**EXERCISE AIM**
The records are to be restated in their entirety, word for word.

**MATERIAL FOR THIS TASK**
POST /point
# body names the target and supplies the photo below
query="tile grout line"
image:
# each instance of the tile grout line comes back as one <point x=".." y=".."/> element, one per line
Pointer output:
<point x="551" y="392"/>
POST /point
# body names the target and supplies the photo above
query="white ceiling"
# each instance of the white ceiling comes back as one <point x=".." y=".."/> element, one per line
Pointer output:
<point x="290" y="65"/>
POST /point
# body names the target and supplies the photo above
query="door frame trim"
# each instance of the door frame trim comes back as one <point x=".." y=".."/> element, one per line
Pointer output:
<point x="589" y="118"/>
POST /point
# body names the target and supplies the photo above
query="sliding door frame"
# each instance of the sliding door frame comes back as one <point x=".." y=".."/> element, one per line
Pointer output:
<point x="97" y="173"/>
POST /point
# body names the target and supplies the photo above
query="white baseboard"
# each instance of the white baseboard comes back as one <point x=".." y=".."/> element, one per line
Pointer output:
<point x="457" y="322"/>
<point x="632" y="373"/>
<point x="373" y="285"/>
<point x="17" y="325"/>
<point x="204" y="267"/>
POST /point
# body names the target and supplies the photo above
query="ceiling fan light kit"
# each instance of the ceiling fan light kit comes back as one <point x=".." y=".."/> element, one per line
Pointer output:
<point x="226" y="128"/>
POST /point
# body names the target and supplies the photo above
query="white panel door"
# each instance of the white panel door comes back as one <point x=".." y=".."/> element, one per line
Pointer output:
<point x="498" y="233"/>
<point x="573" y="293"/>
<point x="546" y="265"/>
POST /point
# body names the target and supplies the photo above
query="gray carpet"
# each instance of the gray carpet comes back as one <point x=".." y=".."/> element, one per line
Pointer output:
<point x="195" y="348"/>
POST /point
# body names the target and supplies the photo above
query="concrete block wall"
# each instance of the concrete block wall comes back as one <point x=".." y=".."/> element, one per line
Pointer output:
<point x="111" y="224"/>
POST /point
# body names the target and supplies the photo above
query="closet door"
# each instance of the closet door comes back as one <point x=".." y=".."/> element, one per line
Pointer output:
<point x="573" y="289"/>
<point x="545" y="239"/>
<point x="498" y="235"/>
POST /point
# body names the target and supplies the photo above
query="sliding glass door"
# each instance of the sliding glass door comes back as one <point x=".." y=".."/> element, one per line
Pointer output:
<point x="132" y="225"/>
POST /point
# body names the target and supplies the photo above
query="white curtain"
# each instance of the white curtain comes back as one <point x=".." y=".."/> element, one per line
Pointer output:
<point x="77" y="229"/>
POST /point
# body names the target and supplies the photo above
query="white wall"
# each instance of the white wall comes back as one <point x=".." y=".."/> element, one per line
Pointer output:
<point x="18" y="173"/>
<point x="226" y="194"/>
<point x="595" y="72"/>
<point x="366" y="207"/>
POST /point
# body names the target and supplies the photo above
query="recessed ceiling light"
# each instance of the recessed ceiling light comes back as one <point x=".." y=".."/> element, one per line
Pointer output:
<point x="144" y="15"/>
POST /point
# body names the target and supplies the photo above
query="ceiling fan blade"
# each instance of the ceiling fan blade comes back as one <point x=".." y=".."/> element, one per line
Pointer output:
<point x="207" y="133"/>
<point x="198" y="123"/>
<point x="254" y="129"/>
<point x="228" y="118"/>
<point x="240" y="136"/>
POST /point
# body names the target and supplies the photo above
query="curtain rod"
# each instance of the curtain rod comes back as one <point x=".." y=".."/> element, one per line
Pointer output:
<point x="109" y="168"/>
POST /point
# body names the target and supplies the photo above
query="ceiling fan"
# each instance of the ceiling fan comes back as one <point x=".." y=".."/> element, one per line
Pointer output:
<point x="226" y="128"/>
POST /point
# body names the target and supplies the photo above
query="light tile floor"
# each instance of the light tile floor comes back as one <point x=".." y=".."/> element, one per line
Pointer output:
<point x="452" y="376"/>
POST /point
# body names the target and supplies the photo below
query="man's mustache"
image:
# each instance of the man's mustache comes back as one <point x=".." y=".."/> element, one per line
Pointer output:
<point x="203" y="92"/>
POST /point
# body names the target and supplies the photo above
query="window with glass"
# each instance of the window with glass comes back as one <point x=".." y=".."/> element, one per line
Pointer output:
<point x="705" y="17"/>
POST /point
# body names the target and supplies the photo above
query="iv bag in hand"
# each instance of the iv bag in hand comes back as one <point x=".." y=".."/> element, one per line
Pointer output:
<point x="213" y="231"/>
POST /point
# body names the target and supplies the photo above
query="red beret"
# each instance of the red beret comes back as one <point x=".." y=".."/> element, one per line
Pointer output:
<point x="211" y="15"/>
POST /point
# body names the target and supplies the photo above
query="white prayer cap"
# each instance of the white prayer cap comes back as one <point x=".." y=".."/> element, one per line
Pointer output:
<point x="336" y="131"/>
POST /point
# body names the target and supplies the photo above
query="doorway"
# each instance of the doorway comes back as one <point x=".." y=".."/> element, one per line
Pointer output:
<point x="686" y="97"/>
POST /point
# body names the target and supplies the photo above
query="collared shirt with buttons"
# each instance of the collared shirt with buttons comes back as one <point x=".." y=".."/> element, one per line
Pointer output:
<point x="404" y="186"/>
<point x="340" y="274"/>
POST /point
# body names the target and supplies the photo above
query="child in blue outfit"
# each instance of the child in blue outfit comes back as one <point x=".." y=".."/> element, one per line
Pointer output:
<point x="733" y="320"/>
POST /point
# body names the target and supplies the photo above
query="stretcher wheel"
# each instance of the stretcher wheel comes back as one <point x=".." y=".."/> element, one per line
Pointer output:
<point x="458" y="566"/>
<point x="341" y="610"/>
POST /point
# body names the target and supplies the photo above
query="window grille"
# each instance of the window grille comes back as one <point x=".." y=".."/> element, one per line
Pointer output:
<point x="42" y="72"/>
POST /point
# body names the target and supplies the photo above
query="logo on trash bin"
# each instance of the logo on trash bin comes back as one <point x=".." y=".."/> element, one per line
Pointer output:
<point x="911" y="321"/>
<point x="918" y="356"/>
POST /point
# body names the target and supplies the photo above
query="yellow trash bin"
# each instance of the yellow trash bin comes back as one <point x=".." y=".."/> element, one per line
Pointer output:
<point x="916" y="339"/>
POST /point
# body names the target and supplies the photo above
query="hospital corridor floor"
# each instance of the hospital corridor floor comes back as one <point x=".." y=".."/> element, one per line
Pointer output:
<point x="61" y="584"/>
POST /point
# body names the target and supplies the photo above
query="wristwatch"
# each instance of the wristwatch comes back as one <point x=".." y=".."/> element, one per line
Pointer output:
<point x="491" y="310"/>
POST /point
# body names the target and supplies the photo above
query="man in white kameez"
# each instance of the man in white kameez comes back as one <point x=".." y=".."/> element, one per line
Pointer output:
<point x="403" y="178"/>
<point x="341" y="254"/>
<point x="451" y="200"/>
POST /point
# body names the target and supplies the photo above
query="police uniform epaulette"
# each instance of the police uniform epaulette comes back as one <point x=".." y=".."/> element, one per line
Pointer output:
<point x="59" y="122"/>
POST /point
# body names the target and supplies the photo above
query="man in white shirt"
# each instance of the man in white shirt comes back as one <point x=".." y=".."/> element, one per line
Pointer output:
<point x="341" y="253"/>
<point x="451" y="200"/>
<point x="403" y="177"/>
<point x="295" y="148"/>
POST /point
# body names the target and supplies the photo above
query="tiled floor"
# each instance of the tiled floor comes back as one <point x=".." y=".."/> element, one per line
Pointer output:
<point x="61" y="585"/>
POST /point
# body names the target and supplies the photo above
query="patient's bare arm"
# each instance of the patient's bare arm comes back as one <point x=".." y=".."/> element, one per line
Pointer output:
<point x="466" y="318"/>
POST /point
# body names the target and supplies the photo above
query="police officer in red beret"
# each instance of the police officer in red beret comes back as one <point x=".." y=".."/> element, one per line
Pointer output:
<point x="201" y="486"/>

**ANSWER TO THIS PROBLEM**
POST /point
# body names the target and supplies the photo below
query="tile grout line"
image:
# each instance of the tile grout line comes back as one <point x=".." y=".."/> element, one per line
Pointer output:
<point x="551" y="392"/>
POST /point
# body names the target and supplies the photo above
query="white ceiling"
# each instance of the white ceiling comes back as one <point x=".." y=".."/> element, one per line
Pointer output:
<point x="290" y="65"/>
POST /point
# body names the target and supplies the photo above
query="door frame trim"
# each instance of the door frame trim comes back as one <point x=".." y=".."/> element, one per line
Pointer output:
<point x="589" y="118"/>
POST /point
# body names the target and supplies the photo above
query="sliding door frame"
# each instance of the sliding door frame comes back as one <point x=".." y=".."/> element, one per line
Pointer output:
<point x="97" y="173"/>
POST /point
# body names the target and supplies the photo above
query="white baseboard"
# each instance of the white baseboard comes back as one <point x=".." y=".."/> element, one per line
Pointer output:
<point x="457" y="322"/>
<point x="632" y="373"/>
<point x="373" y="285"/>
<point x="17" y="325"/>
<point x="204" y="267"/>
POST /point
# body names the target and supplies the photo above
query="ceiling fan light kit"
# each instance of the ceiling fan light kit comes back as one <point x=".." y=".."/> element, one per line
Pointer output:
<point x="226" y="128"/>
POST /point
# body names the target and supplies the photo above
query="white panel door"
# each instance of the white panel door comes back as one <point x=".." y=".."/> element, one per line
Pointer output:
<point x="498" y="233"/>
<point x="573" y="293"/>
<point x="546" y="265"/>
POST /point
# body names the target and supplies the photo above
query="gray carpet"
# each instance of the gray carpet comes back as one <point x=".." y=".."/> element, one per line
Pointer output:
<point x="195" y="348"/>
POST /point
# body names the target and supplies the photo above
query="concrete block wall"
# each instance of the concrete block wall comes back as one <point x=".." y=".."/> element, one per line
Pointer output:
<point x="111" y="224"/>
POST /point
# body names the target and supplies the photo above
query="closet door"
# each instance of the closet door comes back as one <point x=".." y=".."/> element, one per line
Pointer output:
<point x="573" y="289"/>
<point x="545" y="239"/>
<point x="498" y="235"/>
POST /point
# body names the target and supplies the photo above
query="sliding glass door"
# each instance of the sliding glass door comes back as one <point x=".." y=".."/> element, one per line
Pointer output:
<point x="132" y="225"/>
POST /point
# body names the target and supplies the photo above
query="white curtain"
# each instance of the white curtain comes back as one <point x=".." y=".."/> element, one per line
Pointer output:
<point x="77" y="229"/>
POST /point
# body names the target and supplies the photo above
query="white wall"
# each instance of the white wall comes back as one <point x=".." y=".."/> element, one per line
Pointer output:
<point x="18" y="173"/>
<point x="226" y="194"/>
<point x="595" y="72"/>
<point x="366" y="207"/>
POST /point
# body names the target and supplies the photo above
query="recessed ceiling light"
# each instance of the recessed ceiling light comes back as one <point x=".." y=".."/> element, one per line
Pointer output:
<point x="144" y="15"/>
POST /point
# body names the target and supplies the photo above
query="ceiling fan blade"
# each instance of the ceiling fan blade comes back as one <point x=".." y=".."/> element, one per line
Pointer output:
<point x="207" y="133"/>
<point x="198" y="123"/>
<point x="254" y="129"/>
<point x="228" y="118"/>
<point x="240" y="136"/>
POST /point
# body names the target and supplies the photo above
query="curtain rod"
# each instance of the curtain rod comes back as one <point x=".." y=".."/> element, one per line
Pointer output:
<point x="109" y="168"/>
POST /point
# body names the target and supplies the photo above
query="ceiling fan"
# each instance of the ceiling fan comes back as one <point x=".." y=".."/> element, one per line
Pointer output:
<point x="226" y="128"/>
POST /point
# body names the target and supplies the photo above
query="light tile floor"
# each instance of the light tile floor comes back as one <point x=".." y=".."/> element, one per line
Pointer output:
<point x="452" y="376"/>
POST /point
# body names the target and supplies the photo below
query="man's mustache"
image:
# each instance of the man's mustache comes back as one <point x=".." y=".."/> element, one per line
Pointer output:
<point x="203" y="92"/>
POST /point
# body names the target and supplies the photo above
query="window with glass"
# each instance of the window with glass comes back as one <point x=".." y=".."/> element, one per line
Pointer output:
<point x="705" y="17"/>
POST /point
# body names the target and supplies the photo above
query="iv bag in hand"
# each instance of the iv bag in hand comes back as one <point x=".." y=".."/> element, one per line
Pointer output:
<point x="213" y="231"/>
POST /point
# body names the target and supplies the photo above
query="red beret"
# each instance of the red beret comes back as one <point x=".." y=".."/> element, one per line
Pointer output:
<point x="211" y="15"/>
POST /point
# body names the target and supplies the photo above
query="white prayer cap"
# each instance of the white prayer cap comes back as one <point x=".." y=".."/> element, one per line
Pointer output:
<point x="336" y="131"/>
POST /point
# body names the target and supplies the photo above
query="doorway"
# each instance of the doorway comes back as one <point x=".." y=".."/> element, one per line
Pointer output:
<point x="686" y="97"/>
POST /point
# body names the target and supplies the photo above
query="collared shirt with buttons"
# each instance of the collared shirt with buttons comes back as one <point x=".." y=".."/> element, one per line
Pointer output:
<point x="404" y="186"/>
<point x="340" y="274"/>
POST /point
# body names the target and supplies the photo above
query="child in blue outfit"
# each instance of the child in blue outfit comes back as one <point x=".." y=".."/> element, one per line
Pointer output:
<point x="733" y="320"/>
POST /point
# body names the target and supplies the photo above
query="stretcher wheel"
# each instance of the stretcher wheel comes back as one <point x=".." y=".."/> element, one per line
Pointer output:
<point x="458" y="566"/>
<point x="341" y="610"/>
POST /point
# body names the target and supplies the photo above
query="window grille"
# each instance of the window grille comes back as one <point x=".." y=".."/> element, one per line
Pointer output:
<point x="42" y="72"/>
POST /point
# body names the target and supplies the photo above
query="logo on trash bin"
# each instance of the logo on trash bin comes back as one <point x=".." y=".."/> element, one per line
Pointer output:
<point x="911" y="321"/>
<point x="918" y="356"/>
POST /point
# body names the target and supplies the photo above
query="yellow trash bin"
# each instance of the yellow trash bin comes back as one <point x=".." y=".."/> element, one per line
Pointer output:
<point x="916" y="339"/>
POST /point
# body names the target and supplies the photo above
query="hospital corridor floor"
# each instance of the hospital corridor floor comes back as one <point x=".." y=".."/> element, one per line
Pointer output:
<point x="61" y="584"/>
POST /point
# body names the target and supplies the photo above
query="wristwatch"
# each instance of the wristwatch comes back as one <point x=".." y=".."/> element, one per line
Pointer output:
<point x="491" y="310"/>
POST /point
# body names the target and supplies the photo above
query="man in white kameez"
# each instance of the man in white kameez comes back as one <point x=".." y=".."/> element, one per line
Pointer output:
<point x="403" y="178"/>
<point x="341" y="254"/>
<point x="451" y="200"/>
POST /point
# body names the target and supplies the photo above
query="police uniform epaulette"
# each instance of the police uniform epaulette comes back as one <point x=".." y=".."/> element, one per line
Pointer output:
<point x="59" y="122"/>
POST /point
# body names the target and supplies the photo above
query="man in white shirt"
# each instance of the man in white shirt comes back as one <point x=".." y=".."/> element, one per line
Pointer output:
<point x="341" y="253"/>
<point x="451" y="200"/>
<point x="403" y="177"/>
<point x="295" y="148"/>
POST /point
# body names the target and supplies the photo above
query="tiled floor"
# each instance of the tiled floor comes back as one <point x=".." y=".."/> element, one per line
Pointer output:
<point x="61" y="585"/>
POST /point
# body names the target and supplies the photo above
query="patient's bare arm"
# each instance of the patient's bare arm comes back as one <point x=".." y=".."/> element, one per line
Pointer output:
<point x="466" y="318"/>
POST /point
# body names the target and supplies the photo above
query="police officer in red beret"
# each instance of the police officer in red beret comes back as one <point x=".." y=".."/> element, one per line
Pointer output:
<point x="201" y="486"/>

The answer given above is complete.